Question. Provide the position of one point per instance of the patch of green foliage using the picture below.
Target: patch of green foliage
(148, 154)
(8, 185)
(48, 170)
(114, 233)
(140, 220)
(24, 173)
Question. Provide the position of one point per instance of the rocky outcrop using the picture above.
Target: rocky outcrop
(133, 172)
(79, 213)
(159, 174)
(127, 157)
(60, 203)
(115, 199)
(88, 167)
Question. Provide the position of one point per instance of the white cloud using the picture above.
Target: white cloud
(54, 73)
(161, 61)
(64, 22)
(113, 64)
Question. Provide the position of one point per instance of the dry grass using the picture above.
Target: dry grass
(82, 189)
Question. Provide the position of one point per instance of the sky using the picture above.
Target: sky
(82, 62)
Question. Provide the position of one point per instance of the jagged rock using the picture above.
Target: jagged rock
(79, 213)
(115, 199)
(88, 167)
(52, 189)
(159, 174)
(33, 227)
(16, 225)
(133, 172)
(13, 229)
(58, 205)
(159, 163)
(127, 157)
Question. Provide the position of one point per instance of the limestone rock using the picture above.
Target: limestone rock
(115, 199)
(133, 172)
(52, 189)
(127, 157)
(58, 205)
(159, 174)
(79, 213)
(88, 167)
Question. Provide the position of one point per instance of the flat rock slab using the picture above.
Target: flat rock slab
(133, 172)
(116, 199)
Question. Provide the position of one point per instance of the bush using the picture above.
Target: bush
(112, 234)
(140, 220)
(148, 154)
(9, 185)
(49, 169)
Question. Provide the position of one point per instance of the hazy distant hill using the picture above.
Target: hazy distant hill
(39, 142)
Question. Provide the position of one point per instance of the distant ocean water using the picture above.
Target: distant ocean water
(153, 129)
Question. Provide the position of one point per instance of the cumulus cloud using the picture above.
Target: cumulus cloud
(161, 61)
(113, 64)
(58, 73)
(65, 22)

= Problem to work on =
Looking back over the data above, restate word for word the lines that begin at the line with "limestone rock using the picture above." and end at the line with "slab using the picture above.", inclusive.

= Task answer =
Question. Provide the position of one point per instance of the limestone rock using the picture above.
Target: limestone rock
(115, 199)
(133, 172)
(52, 189)
(127, 157)
(58, 205)
(159, 174)
(79, 213)
(88, 167)
Question. Provide the position of one point per instance of the flat rock slab using the picture above.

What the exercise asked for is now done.